_Passage shown_.

====

This is the command for retrieving genomes for all of the bacteria you want in your tree, from NCBI, a local directory, or both. CorGE does all of its work with pairs of files: a protein-encoded genome (usually saved with a .faa extension) and a nucleotide-encoded genome (usually saved with a .fna extension). These files have the same name but different extensions with the name for any NCBI files being the genome accession (e.g. "GCF_000218545") and the name for any local files being preserved.


Especially when downloading lots of genomes, it's always a good idea to run your command with the dryrun option (-n) first. This will print out what it's planning to do without doing it, so you can verify that it will do the right thing.

To collect a set of representative/reference genomes for a list of species, create a file of species-level taxon ids, one id per line, and pass that file to CorGE:

CorGE collect_genomes . --ncbi_species species_list.txt


If you don't care about rooting the final tree, you can specify --outgroup None. The pipeline will still use a midpoint algorithm to root the final tree, but the input to that step will be the unrooted tree.

====

_Recorded data_.
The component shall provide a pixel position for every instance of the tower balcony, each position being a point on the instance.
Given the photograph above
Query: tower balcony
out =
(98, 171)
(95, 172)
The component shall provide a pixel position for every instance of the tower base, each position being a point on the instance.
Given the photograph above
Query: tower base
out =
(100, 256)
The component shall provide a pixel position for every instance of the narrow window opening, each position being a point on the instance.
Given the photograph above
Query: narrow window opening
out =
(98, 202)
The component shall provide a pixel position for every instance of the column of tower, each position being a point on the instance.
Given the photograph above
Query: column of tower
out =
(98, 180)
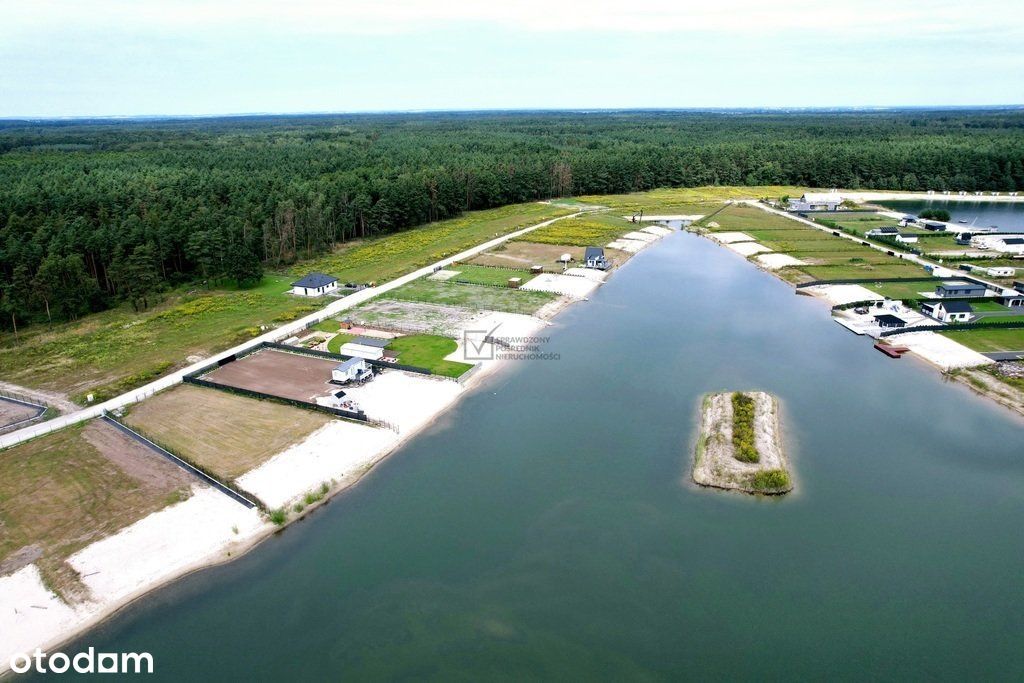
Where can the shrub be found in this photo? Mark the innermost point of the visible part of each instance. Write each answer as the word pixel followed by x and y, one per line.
pixel 770 480
pixel 742 429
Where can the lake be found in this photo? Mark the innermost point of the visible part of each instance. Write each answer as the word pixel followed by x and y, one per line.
pixel 1008 216
pixel 546 526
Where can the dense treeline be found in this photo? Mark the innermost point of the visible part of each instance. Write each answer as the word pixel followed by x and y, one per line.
pixel 95 212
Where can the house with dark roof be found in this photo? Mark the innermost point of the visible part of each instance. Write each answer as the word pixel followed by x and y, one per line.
pixel 315 284
pixel 960 288
pixel 594 258
pixel 353 370
pixel 889 322
pixel 366 347
pixel 948 311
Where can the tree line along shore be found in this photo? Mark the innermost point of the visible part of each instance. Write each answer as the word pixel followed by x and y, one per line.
pixel 96 213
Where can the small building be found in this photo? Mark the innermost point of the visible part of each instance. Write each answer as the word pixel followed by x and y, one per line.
pixel 960 288
pixel 353 370
pixel 371 348
pixel 315 284
pixel 594 258
pixel 816 202
pixel 948 311
pixel 890 322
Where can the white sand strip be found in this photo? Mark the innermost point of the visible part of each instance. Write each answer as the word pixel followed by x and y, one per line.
pixel 628 246
pixel 33 615
pixel 406 399
pixel 777 260
pixel 940 350
pixel 165 544
pixel 841 294
pixel 729 238
pixel 748 248
pixel 578 288
pixel 337 452
pixel 589 273
pixel 656 230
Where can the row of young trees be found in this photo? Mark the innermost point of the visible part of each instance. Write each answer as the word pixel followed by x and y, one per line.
pixel 92 213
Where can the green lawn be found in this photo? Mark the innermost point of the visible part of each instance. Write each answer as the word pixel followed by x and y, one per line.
pixel 989 341
pixel 472 297
pixel 385 258
pixel 115 350
pixel 429 351
pixel 589 230
pixel 903 290
pixel 482 274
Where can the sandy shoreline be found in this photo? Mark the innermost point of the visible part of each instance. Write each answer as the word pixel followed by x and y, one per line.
pixel 118 570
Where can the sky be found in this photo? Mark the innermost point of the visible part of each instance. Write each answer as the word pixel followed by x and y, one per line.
pixel 142 57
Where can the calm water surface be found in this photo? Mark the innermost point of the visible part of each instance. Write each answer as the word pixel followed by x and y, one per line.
pixel 545 528
pixel 1008 217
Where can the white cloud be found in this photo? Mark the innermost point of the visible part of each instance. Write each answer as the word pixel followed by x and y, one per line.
pixel 913 18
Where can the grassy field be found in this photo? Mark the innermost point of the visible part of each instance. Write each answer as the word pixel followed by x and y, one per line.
pixel 429 351
pixel 903 290
pixel 111 352
pixel 743 218
pixel 224 433
pixel 481 274
pixel 989 341
pixel 686 201
pixel 72 487
pixel 116 350
pixel 472 297
pixel 385 258
pixel 589 230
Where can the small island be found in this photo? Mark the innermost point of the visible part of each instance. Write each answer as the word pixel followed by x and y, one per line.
pixel 739 446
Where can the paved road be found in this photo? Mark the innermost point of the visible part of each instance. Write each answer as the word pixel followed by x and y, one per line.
pixel 283 332
pixel 913 258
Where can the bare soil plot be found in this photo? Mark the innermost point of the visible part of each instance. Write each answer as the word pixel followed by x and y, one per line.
pixel 222 432
pixel 11 412
pixel 525 254
pixel 67 489
pixel 280 374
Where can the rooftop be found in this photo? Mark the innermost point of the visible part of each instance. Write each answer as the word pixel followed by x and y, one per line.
pixel 314 280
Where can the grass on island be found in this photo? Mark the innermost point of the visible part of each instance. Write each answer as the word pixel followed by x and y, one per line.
pixel 384 258
pixel 113 351
pixel 742 429
pixel 768 480
pixel 481 274
pixel 589 230
pixel 67 489
pixel 221 432
pixel 472 297
pixel 989 340
pixel 429 351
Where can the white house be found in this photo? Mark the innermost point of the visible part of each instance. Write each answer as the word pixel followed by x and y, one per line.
pixel 948 311
pixel 365 347
pixel 315 284
pixel 352 370
pixel 816 202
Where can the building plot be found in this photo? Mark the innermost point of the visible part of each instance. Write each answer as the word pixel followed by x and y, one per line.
pixel 72 487
pixel 13 412
pixel 279 374
pixel 224 433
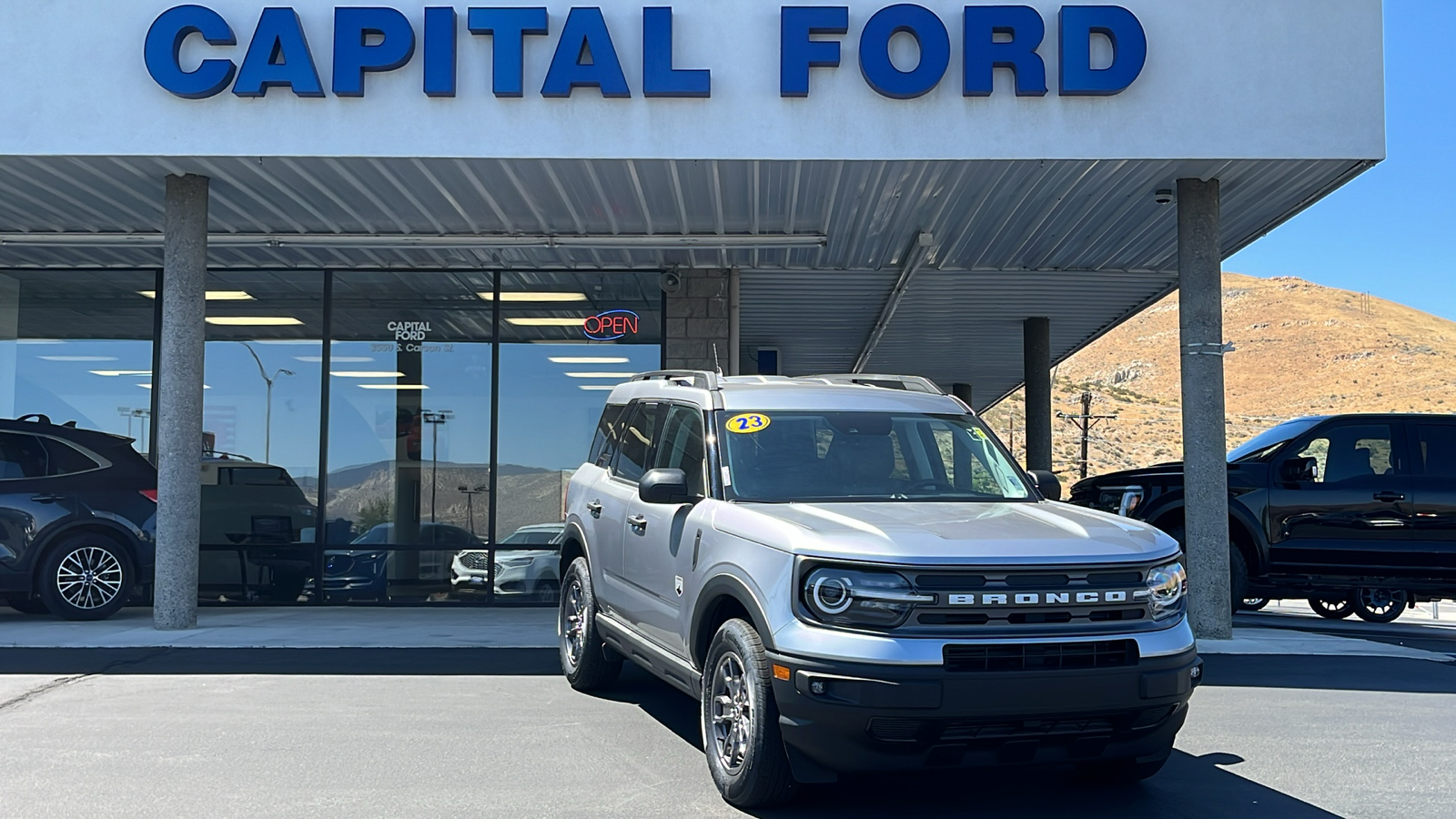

====

_Work item_. Pick up the CorGE documentation on collecting genomes after its last sentence and keep writing in the same style. This material has no connection to the CorGE text.

_Result below_.
To collect one genome for each species NCBI has, use the --all option:

CorGE collect_genomes /path/to/db --all

Suppose you want to create a strain level tree from some existing NCBI E. coli genomes and some that you have locally and then root that tree with a reference Clostridium botulinum genome. You create a list of the genome accessions you want to collect (same as species taxa, one accession per line in a text file) and run:

CorGE collect_genomes ecoli-db/ --ncbi_accessions accession_list.txt

This will collect each of those genomes and put them in ecoli-db/ (as well as grabbing Methanobrevibacter smithii in the outgroup dir, this will be overwritten by the next step). Next we need to get all the local files in there, but we need them to follow a couple rules: 1) only pairs of files will be collected so every nucleotide file should have a paired protein file with the same name (e.g. example.fna and example.faa) and 2) the annotations for the protein files should have a unique name as the first space-separated piece of the annotation and then corresponding sequences in the nucleotide files should have annotations that contain that name (e.g. first protein sequence is annotated with > example00001 description and so on and corresponding nucleotide sequence is annotated with > WXK40_example00001_DEADBEEF). Provided they are in compliance with the above and all in one directory run:

CorGE collect_genomes ecoli-db/ --local assembled-genomes/ --outgroup 1491

This should leave you with all your files organized into ecoli-db/protein, ecoli-db/nucleotide, and ecoli-db/outgroup directories.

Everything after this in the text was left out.